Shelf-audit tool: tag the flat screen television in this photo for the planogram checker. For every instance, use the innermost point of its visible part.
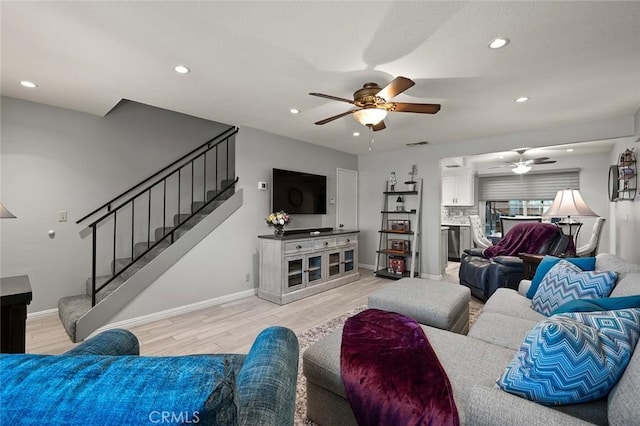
(299, 193)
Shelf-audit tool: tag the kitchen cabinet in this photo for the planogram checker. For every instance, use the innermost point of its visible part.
(458, 190)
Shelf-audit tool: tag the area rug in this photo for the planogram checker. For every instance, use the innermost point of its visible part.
(314, 334)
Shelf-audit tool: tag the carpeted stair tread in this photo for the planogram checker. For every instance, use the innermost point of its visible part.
(70, 309)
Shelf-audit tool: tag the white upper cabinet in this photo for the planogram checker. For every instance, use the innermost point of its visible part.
(459, 189)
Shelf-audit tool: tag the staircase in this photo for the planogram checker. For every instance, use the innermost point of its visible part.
(139, 253)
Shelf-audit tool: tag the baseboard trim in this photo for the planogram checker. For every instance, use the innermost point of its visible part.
(42, 314)
(157, 316)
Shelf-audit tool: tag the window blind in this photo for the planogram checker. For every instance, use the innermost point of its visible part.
(529, 186)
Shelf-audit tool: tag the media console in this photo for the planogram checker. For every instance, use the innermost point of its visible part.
(306, 262)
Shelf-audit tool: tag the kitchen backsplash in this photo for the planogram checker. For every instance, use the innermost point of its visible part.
(457, 214)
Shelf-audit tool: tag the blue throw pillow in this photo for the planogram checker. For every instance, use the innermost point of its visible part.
(565, 282)
(604, 304)
(548, 262)
(573, 358)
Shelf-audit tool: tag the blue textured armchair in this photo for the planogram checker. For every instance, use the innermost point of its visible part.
(104, 381)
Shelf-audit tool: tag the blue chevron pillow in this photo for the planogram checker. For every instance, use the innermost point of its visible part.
(566, 282)
(573, 357)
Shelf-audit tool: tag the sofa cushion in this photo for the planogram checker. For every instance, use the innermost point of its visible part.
(573, 357)
(510, 303)
(548, 262)
(80, 390)
(565, 282)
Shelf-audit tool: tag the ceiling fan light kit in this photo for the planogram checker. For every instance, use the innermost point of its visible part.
(370, 116)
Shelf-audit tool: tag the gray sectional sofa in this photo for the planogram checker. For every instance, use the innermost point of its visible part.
(474, 362)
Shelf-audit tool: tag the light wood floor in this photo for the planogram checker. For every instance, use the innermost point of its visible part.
(231, 327)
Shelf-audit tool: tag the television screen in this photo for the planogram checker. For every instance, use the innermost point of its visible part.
(299, 193)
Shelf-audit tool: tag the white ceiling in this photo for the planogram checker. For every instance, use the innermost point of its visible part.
(253, 61)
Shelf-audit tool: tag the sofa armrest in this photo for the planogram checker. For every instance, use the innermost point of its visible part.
(267, 380)
(492, 406)
(110, 342)
(523, 287)
(510, 261)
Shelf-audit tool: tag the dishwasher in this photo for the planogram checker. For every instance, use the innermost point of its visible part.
(454, 243)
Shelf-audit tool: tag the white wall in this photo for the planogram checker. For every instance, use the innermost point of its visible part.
(56, 159)
(375, 167)
(217, 266)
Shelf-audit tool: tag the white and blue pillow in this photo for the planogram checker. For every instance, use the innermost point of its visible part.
(566, 282)
(573, 357)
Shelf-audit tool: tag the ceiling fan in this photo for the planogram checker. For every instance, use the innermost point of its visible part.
(524, 165)
(372, 103)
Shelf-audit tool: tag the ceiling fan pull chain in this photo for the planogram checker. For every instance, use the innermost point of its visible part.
(370, 136)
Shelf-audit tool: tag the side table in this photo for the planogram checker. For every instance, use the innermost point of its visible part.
(15, 295)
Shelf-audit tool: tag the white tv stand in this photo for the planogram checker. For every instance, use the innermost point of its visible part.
(306, 262)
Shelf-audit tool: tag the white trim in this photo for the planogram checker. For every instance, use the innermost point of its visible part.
(157, 316)
(42, 314)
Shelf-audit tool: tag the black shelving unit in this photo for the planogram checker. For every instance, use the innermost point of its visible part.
(397, 254)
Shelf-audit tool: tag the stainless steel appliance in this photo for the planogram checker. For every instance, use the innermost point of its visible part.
(454, 243)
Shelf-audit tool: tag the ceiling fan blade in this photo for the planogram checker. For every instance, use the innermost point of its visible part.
(397, 86)
(334, 98)
(379, 126)
(335, 117)
(419, 108)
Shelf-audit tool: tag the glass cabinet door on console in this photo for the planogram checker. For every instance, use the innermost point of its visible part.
(314, 269)
(303, 270)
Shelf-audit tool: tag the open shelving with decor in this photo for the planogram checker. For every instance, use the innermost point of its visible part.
(397, 254)
(623, 177)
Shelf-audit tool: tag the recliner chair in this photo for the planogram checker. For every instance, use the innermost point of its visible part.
(485, 275)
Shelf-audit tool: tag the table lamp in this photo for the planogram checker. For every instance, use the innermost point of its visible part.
(569, 202)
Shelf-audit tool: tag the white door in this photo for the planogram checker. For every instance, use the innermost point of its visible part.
(347, 199)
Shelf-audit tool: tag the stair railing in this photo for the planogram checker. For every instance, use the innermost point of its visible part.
(182, 171)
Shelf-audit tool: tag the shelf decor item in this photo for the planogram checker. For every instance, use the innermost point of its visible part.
(400, 226)
(278, 220)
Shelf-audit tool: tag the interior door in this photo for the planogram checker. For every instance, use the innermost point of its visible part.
(347, 199)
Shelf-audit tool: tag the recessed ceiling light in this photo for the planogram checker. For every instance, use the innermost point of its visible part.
(498, 43)
(181, 69)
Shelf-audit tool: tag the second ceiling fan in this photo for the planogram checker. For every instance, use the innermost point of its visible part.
(524, 165)
(372, 103)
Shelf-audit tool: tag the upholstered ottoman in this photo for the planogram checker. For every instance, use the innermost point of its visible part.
(436, 303)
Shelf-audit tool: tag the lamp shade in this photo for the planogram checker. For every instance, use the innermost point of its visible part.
(5, 214)
(569, 202)
(370, 116)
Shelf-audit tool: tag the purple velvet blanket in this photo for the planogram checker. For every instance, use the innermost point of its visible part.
(526, 237)
(391, 374)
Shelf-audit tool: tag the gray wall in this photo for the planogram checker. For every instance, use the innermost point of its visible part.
(374, 169)
(56, 159)
(218, 265)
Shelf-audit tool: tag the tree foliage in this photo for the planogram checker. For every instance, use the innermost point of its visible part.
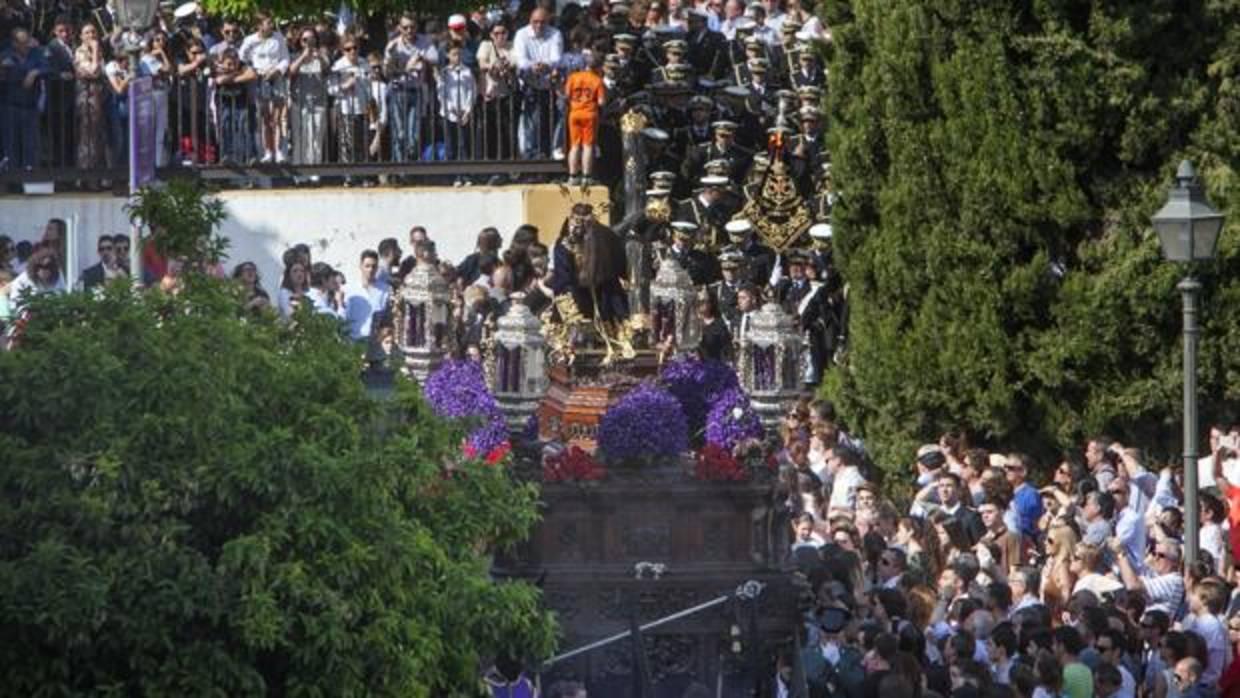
(199, 501)
(998, 164)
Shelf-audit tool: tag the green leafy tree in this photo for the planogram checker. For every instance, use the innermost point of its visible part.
(998, 164)
(202, 501)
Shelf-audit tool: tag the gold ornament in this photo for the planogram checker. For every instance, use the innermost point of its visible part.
(778, 212)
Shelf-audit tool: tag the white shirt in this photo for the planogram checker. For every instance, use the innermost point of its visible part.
(1130, 528)
(264, 55)
(1127, 684)
(350, 102)
(361, 304)
(528, 50)
(456, 93)
(843, 487)
(1210, 538)
(1098, 583)
(399, 52)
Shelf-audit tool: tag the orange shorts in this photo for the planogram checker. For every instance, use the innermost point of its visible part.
(582, 127)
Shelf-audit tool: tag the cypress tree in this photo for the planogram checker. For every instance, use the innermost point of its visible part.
(997, 166)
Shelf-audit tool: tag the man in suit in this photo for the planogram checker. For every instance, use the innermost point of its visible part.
(726, 290)
(107, 269)
(791, 290)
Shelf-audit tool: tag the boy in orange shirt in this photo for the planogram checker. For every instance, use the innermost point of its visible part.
(585, 94)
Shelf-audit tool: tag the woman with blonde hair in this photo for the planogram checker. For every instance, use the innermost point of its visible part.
(1057, 575)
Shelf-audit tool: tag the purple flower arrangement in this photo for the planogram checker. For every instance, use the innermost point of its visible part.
(732, 420)
(458, 391)
(697, 384)
(646, 424)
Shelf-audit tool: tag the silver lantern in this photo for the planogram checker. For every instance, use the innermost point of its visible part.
(424, 320)
(517, 360)
(673, 313)
(769, 361)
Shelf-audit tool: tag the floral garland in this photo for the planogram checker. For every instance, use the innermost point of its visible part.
(717, 464)
(732, 420)
(646, 424)
(697, 384)
(458, 391)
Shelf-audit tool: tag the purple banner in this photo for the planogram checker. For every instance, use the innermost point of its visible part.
(141, 133)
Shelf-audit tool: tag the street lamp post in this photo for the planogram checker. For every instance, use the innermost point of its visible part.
(1188, 229)
(134, 16)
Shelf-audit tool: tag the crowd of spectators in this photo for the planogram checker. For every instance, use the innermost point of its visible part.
(982, 585)
(491, 84)
(991, 587)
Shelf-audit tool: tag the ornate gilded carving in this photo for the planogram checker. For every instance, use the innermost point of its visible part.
(778, 212)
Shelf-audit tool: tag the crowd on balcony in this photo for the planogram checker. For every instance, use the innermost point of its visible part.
(494, 84)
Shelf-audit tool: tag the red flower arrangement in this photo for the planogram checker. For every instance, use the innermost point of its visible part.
(716, 463)
(572, 464)
(494, 456)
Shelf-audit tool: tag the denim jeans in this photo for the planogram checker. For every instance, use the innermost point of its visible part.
(536, 114)
(404, 123)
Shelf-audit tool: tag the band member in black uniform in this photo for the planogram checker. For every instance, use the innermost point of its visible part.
(706, 47)
(675, 52)
(706, 212)
(722, 148)
(659, 155)
(758, 260)
(697, 132)
(729, 200)
(702, 268)
(724, 290)
(823, 194)
(795, 287)
(809, 72)
(716, 335)
(807, 149)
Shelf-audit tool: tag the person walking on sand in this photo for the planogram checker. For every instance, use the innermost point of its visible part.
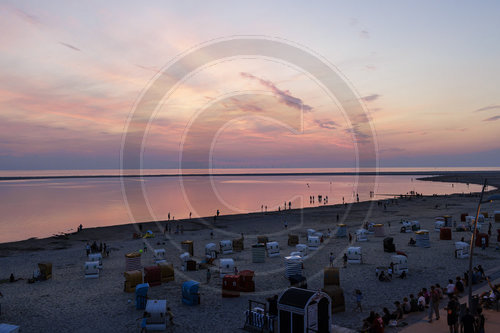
(359, 297)
(468, 322)
(209, 275)
(170, 316)
(434, 304)
(452, 314)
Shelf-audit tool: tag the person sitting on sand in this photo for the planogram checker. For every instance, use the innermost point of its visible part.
(406, 306)
(368, 321)
(386, 317)
(383, 278)
(377, 325)
(398, 312)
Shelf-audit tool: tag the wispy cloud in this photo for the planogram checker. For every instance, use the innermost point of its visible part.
(328, 124)
(487, 108)
(370, 98)
(492, 118)
(27, 17)
(284, 96)
(70, 46)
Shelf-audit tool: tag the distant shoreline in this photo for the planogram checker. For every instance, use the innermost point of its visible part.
(281, 174)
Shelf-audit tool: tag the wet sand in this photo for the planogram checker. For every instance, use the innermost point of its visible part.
(68, 302)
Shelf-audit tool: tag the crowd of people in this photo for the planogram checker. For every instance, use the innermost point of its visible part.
(459, 317)
(94, 248)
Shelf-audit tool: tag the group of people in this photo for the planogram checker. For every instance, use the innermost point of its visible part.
(387, 277)
(458, 315)
(179, 229)
(94, 248)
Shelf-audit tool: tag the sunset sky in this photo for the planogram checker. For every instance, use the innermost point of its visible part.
(428, 74)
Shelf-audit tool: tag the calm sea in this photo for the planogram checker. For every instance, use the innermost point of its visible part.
(43, 207)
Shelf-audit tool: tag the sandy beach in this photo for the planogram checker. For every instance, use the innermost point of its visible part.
(70, 303)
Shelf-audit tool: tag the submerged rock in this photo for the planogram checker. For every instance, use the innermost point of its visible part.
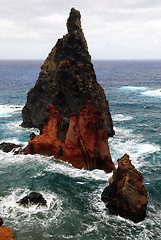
(5, 233)
(33, 198)
(8, 147)
(71, 129)
(126, 195)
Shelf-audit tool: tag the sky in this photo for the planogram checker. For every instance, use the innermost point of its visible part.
(114, 29)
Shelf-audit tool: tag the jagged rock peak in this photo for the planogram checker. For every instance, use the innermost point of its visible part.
(73, 22)
(126, 195)
(74, 26)
(67, 80)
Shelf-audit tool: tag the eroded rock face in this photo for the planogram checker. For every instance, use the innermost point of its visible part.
(69, 106)
(67, 80)
(126, 195)
(85, 144)
(33, 198)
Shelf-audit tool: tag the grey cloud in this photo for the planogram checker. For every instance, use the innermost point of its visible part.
(105, 22)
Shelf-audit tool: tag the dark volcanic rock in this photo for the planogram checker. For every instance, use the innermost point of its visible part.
(5, 233)
(1, 221)
(8, 147)
(67, 80)
(69, 106)
(126, 196)
(33, 198)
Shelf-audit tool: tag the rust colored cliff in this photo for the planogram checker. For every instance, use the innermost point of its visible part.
(69, 106)
(85, 145)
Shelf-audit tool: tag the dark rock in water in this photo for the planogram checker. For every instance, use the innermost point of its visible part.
(8, 147)
(67, 80)
(60, 100)
(126, 195)
(5, 233)
(1, 221)
(33, 198)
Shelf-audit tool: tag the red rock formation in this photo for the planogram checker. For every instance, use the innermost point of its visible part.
(85, 144)
(6, 234)
(126, 195)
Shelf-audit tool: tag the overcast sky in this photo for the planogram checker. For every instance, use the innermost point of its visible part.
(114, 29)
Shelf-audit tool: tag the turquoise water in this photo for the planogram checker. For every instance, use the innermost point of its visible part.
(75, 210)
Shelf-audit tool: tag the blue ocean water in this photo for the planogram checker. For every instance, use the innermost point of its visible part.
(75, 210)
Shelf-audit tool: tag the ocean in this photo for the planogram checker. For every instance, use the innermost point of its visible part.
(74, 207)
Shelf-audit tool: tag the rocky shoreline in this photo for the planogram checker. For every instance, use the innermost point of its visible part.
(69, 107)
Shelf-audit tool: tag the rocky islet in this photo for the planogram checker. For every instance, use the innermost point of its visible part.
(69, 106)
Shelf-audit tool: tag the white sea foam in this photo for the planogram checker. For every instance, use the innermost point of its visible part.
(152, 93)
(125, 141)
(121, 117)
(9, 110)
(9, 208)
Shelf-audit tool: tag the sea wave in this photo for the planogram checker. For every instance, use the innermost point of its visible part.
(126, 141)
(10, 210)
(133, 88)
(121, 117)
(152, 93)
(9, 110)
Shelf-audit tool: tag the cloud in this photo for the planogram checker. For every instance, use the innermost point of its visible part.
(113, 28)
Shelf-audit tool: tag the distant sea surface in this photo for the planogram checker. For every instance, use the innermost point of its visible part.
(75, 210)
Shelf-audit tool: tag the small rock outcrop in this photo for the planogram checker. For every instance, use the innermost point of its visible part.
(69, 106)
(5, 233)
(126, 195)
(8, 147)
(33, 198)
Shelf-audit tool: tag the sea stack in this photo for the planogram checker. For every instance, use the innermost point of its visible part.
(5, 233)
(126, 195)
(69, 106)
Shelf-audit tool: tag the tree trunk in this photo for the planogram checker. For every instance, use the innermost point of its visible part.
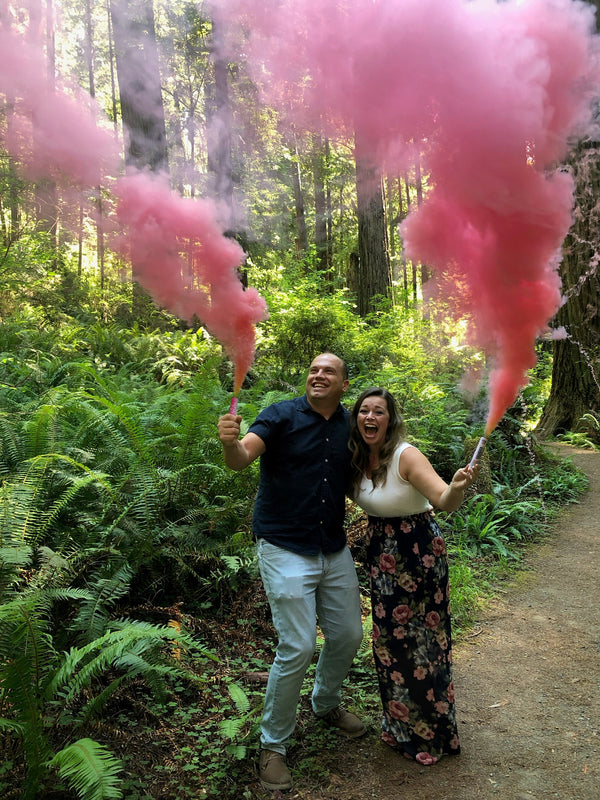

(ВАША ЗАДАЧА)
Посчитайте строки в данных выше, в которых встречается слово «with», учитывая регистр. В ответе дайте только число.

(РЕШЕНИЕ ЗАДАЧИ)
2